What this task involves: Please reproduce each of the entries below exactly as they appear.

━━━━━ Records provided ━━━━━

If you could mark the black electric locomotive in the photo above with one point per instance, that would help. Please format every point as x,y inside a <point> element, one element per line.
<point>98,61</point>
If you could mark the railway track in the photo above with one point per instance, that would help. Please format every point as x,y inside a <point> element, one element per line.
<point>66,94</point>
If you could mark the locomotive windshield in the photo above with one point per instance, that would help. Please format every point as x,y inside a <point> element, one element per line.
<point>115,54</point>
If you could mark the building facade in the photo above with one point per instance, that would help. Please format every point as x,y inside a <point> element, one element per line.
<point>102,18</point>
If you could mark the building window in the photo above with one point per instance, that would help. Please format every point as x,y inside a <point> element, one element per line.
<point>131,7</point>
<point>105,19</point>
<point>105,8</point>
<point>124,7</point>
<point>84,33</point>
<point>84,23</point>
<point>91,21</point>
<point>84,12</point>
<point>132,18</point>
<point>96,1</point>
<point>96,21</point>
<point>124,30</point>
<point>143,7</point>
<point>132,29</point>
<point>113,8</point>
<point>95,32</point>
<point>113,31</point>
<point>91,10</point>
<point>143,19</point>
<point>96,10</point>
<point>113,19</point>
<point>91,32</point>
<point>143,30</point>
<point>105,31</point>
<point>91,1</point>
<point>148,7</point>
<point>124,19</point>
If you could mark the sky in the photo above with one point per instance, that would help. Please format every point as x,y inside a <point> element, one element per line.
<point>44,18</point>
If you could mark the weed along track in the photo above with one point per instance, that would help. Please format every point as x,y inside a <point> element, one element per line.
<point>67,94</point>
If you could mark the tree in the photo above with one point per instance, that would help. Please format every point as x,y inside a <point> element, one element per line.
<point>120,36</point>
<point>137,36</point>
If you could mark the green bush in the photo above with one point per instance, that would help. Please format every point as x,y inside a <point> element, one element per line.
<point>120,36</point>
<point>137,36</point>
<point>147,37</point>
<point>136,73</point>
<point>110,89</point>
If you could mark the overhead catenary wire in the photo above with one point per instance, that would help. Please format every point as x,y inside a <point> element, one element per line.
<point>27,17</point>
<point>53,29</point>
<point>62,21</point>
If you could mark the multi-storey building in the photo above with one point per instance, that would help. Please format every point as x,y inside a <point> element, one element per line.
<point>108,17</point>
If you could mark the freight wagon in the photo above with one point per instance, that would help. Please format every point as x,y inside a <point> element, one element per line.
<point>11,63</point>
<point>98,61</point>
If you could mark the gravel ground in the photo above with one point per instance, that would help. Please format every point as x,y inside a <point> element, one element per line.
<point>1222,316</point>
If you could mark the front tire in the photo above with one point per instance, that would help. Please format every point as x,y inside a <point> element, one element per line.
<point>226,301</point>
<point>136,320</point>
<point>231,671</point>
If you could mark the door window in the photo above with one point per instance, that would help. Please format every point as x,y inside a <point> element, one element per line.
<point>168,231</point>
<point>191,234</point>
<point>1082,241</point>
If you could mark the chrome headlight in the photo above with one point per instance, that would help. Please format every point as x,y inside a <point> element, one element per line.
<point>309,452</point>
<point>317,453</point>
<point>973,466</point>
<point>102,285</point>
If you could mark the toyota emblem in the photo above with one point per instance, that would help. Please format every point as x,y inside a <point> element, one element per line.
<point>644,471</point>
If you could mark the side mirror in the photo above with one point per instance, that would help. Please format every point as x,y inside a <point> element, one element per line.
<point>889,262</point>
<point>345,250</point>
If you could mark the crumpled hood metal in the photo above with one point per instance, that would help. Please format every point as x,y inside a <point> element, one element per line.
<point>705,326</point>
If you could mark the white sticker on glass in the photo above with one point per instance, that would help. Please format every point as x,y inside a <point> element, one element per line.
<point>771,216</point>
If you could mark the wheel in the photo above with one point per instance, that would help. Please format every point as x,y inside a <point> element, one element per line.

━━━━━

Answer below:
If you could mark the black electric locomotive in the photo above with one point per instance, that would help. Please format every point as x,y inside a <point> element, one element per line.
<point>98,61</point>
If you could mark the railway track in the photo above with one point per instance, that would help. Please format every point as x,y inside a <point> element, one element per line.
<point>66,94</point>
If you could mark the locomotive windshield in the photo above with one point per instance, that would help. Please format every point as x,y inside a <point> element, one element per line.
<point>115,54</point>
If you could mark the building facade in the photo above with one point per instance, that would help. Please format every point as x,y inside a <point> element, one element per line.
<point>102,18</point>
If you could mark the building window in the photo above with one point per instance, that would help. Please format every point as x,y inside a <point> element, one element per line.
<point>131,7</point>
<point>105,19</point>
<point>105,8</point>
<point>124,7</point>
<point>84,33</point>
<point>84,23</point>
<point>91,21</point>
<point>84,12</point>
<point>132,18</point>
<point>96,1</point>
<point>96,21</point>
<point>124,30</point>
<point>143,7</point>
<point>132,29</point>
<point>113,8</point>
<point>95,32</point>
<point>113,31</point>
<point>91,10</point>
<point>143,19</point>
<point>96,10</point>
<point>113,19</point>
<point>91,32</point>
<point>143,30</point>
<point>105,31</point>
<point>91,1</point>
<point>148,7</point>
<point>124,19</point>
If you could mark the sky in the photo above with one point per instance, that would help. Please format every point as x,y inside a <point> element, one element per line.
<point>44,18</point>
If you could mark the weed along track in the photo above with one point per instance, that would help. Please format every point as x,y inside a <point> element, one element per line.
<point>67,94</point>
If you could mark the tree in the photo above with one point per instance, that would help. Please format every point as x,y inside a <point> element, one element per line.
<point>120,36</point>
<point>137,36</point>
If you could mark the green bush in the photo above with one point per instance, that would help. Please format every point as x,y inside a <point> element, one element per line.
<point>120,36</point>
<point>137,36</point>
<point>147,37</point>
<point>136,73</point>
<point>110,89</point>
If you could mark the overhead catenary wire in the photo above with one point per instance, that would help. Please format every point as x,y inside a <point> element, one element per line.
<point>27,17</point>
<point>53,29</point>
<point>62,21</point>
If you could mark the multi-storey building in the photo above with one point per instance, that would help. Please format every point as x,y inside a <point> element, one element per line.
<point>108,17</point>
If you could mark the freight wagon in the photo above with one point per instance, that would help. Please format every point as x,y inside a <point> element, one element per line.
<point>11,63</point>
<point>98,61</point>
If you could mark the gravel ground in the photo above with one point per instance, that would help. Please format every point as x,y inside a <point> element, one element per line.
<point>1222,316</point>
If you could mark the front tire in the photo above with one point per instance, that would help. Please format every point as x,y inside a <point> element, one element per line.
<point>226,301</point>
<point>136,320</point>
<point>231,671</point>
If you could mark the door window in the photo above with one point per instance, that would help. Please format every point as x,y inside a <point> element, one element per line.
<point>168,231</point>
<point>191,234</point>
<point>1082,241</point>
If you could mark the chrome headlight in the photo above with one point per instance, that would help. Please format every point as x,y inside a <point> element, one element per line.
<point>309,452</point>
<point>317,453</point>
<point>973,466</point>
<point>102,285</point>
If you could mark the toyota emblem in the photo above with one point per instance, that would help. Please format every point as x,y inside a <point> element, one element per line.
<point>644,471</point>
If you could mark the side mirror in the photo above with one point per instance, that would help. Please format every point as x,y inside a <point> element, one element per line.
<point>889,262</point>
<point>345,250</point>
If you could mark the crumpled hood metal in the photo above with one point per instance, that would help. Please format every point as x,y inside a <point> element, one element per line.
<point>705,326</point>
If you could mark the white sticker on glass in the photo above with one point per instance, that would help. Please format every point as x,y inside a <point> element, one element per line.
<point>771,216</point>
If you could mark the wheel in the photo above with one point per instance, that would help. Please format every point as x,y inside a <point> element, one element per line.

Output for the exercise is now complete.